### Entries shown
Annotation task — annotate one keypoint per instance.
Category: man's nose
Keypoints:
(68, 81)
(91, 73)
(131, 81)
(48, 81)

### Task goal
Transcribe the full listing exactly, omitting nothing.

### Written solution
Annotation task — annotate one keypoint per instance.
Category: man's nose
Keypoints:
(68, 81)
(91, 73)
(131, 81)
(48, 81)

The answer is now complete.